▸ Exercise tasks:
**1)** In the article on the EU AI Act, which obligations does Article 53(1)(c) place on AI companies in practice?
**2)** How would you render this sentence from the article on the EU AI Act in Spanish: "For the first time, a major regulatory framework gives legal weight to robots.txt and similar technical standards that publishers use to control crawler access."
**3)** Can you carry the article on the EU AI Act forward from its final paragraph?

··· Selected text ···

Skip to main content
Back to Blog

EU AI Act & Website Compliance: What Publishers Need to Know

Rob, CEO & Founder5 min read

The EU AI Act Is Here — And It Affects Your Website

The EU AI Act entered into force on 1 August 2024 and becomes fully applicable on 2 August 2026. While most coverage focuses on high-risk AI systems, the Act contains specific obligations that directly impact publishers, website owners, and anyone whose content is consumed by AI crawlers.

If you run a website in the EU — or serve EU audiences — these rules apply to you, both as a potential deployer of AI tools and as a content creator whose work feeds AI models.

Key Deadlines That Matter

The AI Act rolls out in phases:

  • February 2025: Prohibited AI practices banned
  • August 2025: GPAI model transparency rules active
  • August 2026: Full applicability — transparency obligations under Article 50, conformity assessments, and the Code of Practice on AI-generated content

The Code of Practice on Transparency of AI-Generated Content is expected in its final form by June 2026, providing practical guidance for implementation.

What the AI Act Says About Crawlers

Article 53(1)(c) requires providers of General-Purpose AI (GPAI) models to implement copyright compliance policies. In practice, this means AI companies must:

  • Respect robots.txt — GPAI providers must use crawlers that follow the Robot Exclusion Protocol
  • Recognize opt-out signals — Beyond robots.txt, crawlers must recognize metadata and other machine-readable signals indicating rights reservations
  • Publish crawler information — AI companies must be transparent about which crawlers they operate and notify rightsholders of updates
  • Provide training data summaries — Sufficiently detailed summaries of content used for training

This is a significant shift. For the first time, a major regulatory framework gives legal weight to robots.txt and similar technical standards that publishers use to control crawler access.

··· Listed records ···

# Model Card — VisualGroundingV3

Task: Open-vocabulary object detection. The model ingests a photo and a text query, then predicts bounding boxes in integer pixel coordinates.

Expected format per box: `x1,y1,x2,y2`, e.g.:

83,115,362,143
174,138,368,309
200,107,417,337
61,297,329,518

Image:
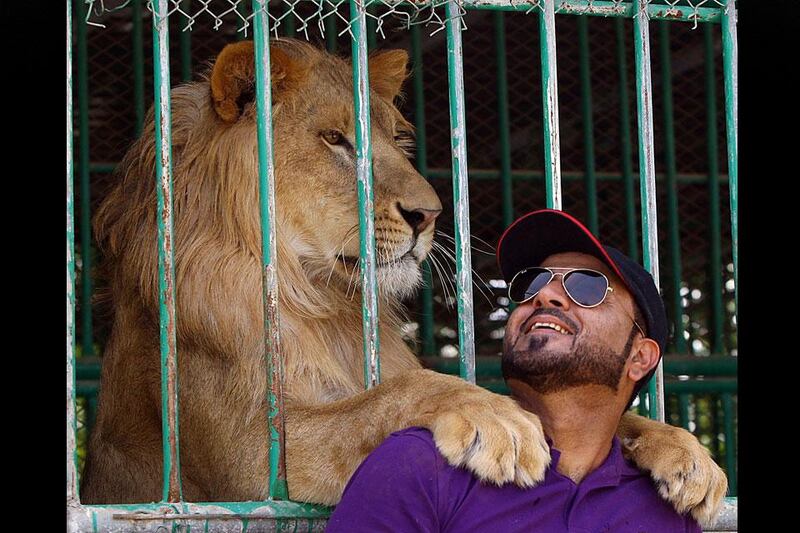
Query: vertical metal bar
446,0,475,383
364,0,378,51
180,0,192,82
152,0,182,502
281,3,296,37
75,2,94,357
236,2,249,41
492,11,514,227
578,16,600,235
633,0,664,422
350,0,381,389
722,393,737,495
678,394,689,431
131,0,144,137
658,20,686,353
614,19,639,262
722,0,739,309
411,24,436,356
539,0,561,209
67,0,77,505
703,24,725,353
253,0,289,500
325,5,339,54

···

▸ Answers given:
**1)**
- Respect robots.txt: GPAI providers must use crawlers that follow the Robot Exclusion Protocol.
- Recognize opt-out signals: beyond robots.txt, crawlers must recognize metadata and other machine-readable signals indicating rights reservations.
- Publish crawler information: AI companies must be transparent about which crawlers they operate and notify rightsholders of updates.
- Provide training data summaries: sufficiently detailed summaries of content used for training.

**2)** Por primera vez, un marco regulatorio importante otorga peso legal a robots.txt y a estándares técnicos similares que los editores utilizan para controlar el acceso de los rastreadores.

**3)**
What This Means for Website Owners

Before the AI Act, robots.txt was a gentleman's agreement — crawlers could ignore it without legal consequence. Under the new framework, GPAI providers who ignore your robots.txt directives face potential enforcement by the EU AI Office.

This means your robots.txt configuration is no longer just a technical preference — it's a legal declaration of your content access policy.

You Need Visibility Into AI Crawler Traffic

You can't exercise your rights if you don't know who's crawling your site. The AI Act creates a framework where publishers can hold AI companies accountable, but only if you can demonstrate:

  • Which AI crawlers are accessing your content
  • How frequently they visit
  • What content they prioritize
  • Whether they respect your access rules

Tools like HumanKey provide real-time dashboards showing exactly which AI bots crawl your pages, giving you the data you need to enforce your rights under the AI Act.

Content Marking Becomes Important

Article 50 introduces transparency obligations for AI-generated content. Providers must ensure AI-generated outputs are marked in machine-readable formats. For publishers, this creates both an obligation (if you use AI in content creation) and an opportunity (to distinguish your human-created content as premium).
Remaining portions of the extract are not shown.